*** Text passage Section Begins ***

In a scenario of “business as usual”, it’s expected that in 2050 there will be more plastic than fish in the oceans.
Solution to plastics in the oceans must include product and infrastructure design as well as consumer behavior. In our publication we propose measures like:
- Encouraging plastic waste prevention and supporting development and implementation of safer or more benign alternatives to persistent plastics in the marine environment.
- Promoting substitution and green chemistry to avoid harmful chemicals in plastics, especially Endocrine Disruptor Chemicals (EDCs).
- Encouraging ecodesign for better packaging recyclability.
- Encouraging plastic waste recycling when feasible.
- Encouraging changes in consumption and littering behavior.
- To assist developing countries, economies in transition and Small Island Developing States with efficient collection and environmentally sound management of plastic waste and plastic packaging, which they are unable to dispose of or recycle in an environmentally sound manner but continue to receive nonetheless, including through take-back or repatriation policies under extended producer responsibility (EPR) schemes.
Among the authors of the publication there are environmental chemists, marine scientists and environmentalists.
Dr. David Santillo, from the Greenpeace Science Lab in Exeter University (UK), who has recently conducted a study on microplastics in the Scottish Seas (photo) affirms that “It is already clear that the presence of microplastics in seawater can have physiological and behavioral consequences for marine organisms”, and that “even in remote waters around the Hebrides on the NW coast of Scotland, microplastics have become an unwelcome part of the fabric of marine ecosystems, and this threat to marine life cannot be ignored and requires urgent investigation”.
Joao Sousa, biotechnology engineer working at the IUCN (International Union for the Conservancy of Nature) in Switzerland, has recently returned from an expedition to Sweden and Finland, where they collected ice-cores. The findings affirm that Artic Sea ice has been shown to contain a concentration of microplastics which far exceeds the ones previously reported in highly contaminated oceanic waters, which are known as the plastic gyres.
The discovery presents a serious human health concern, as approximately 40% of the United States’ commercial fisheries (by weight) come from the Bering Sea and about 50% of the fish consumed in the European Union comes from the European Artic.
Professor Cristina Fossi, from the University of Siena (Italy), has studied the impacts of contaminants on Mediterranean marine organisms over a 20 year period and more recently, the Gulf of California.
In 2012 she published the first paper on the impact of microplastics in baleen whales, a species that can be hugely impacted by microplastics, because each time a whale opens its mouth, it filters 70,000 litters of water!
All these small pieces of plastics could be toxic for organisms, as the plastic itself is full of contaminants, particularly plastic additives, such as phthalates, biphenyl A, PBDEs. When they are eaten by a fish and arrive in its stomach, the contaminants are released and produce toxic effects. They can impact on the endocrine system of the fish and on its sexual hormones.
Professor Fossi and colleagues are trying to identify the effects of contaminants transported by the microplastics throughout the whole food chain, using biomolecular techniques. For example: measuring the increase or decrease of the level of a protein or DNA damage, by using several techniques from PCR real time to WB and gene expression.
She is currently leading a European Union project, the Plastic Busters, in order to assess the amount, sources, pathways, distribution convergence areas and effects of marine litter on biota as well as mitigate and reduce the impact of marine litter in the Mediterranean Sea.

*** Text passage Section Ends ***
*** Dataset extract Section Begins ***

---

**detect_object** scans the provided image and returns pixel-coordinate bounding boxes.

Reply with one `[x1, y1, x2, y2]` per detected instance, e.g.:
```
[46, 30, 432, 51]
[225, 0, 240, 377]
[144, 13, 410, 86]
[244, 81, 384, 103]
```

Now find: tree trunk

*** Dataset extract Section Ends ***

**Exercise prompt:**
Please list every person named in the text on plastic in the oceans. The data has no connection to the text on plastic in the oceans.

**Your response:**
Dr. David Santillo, Joao Sousa, Professor Cristina Fossi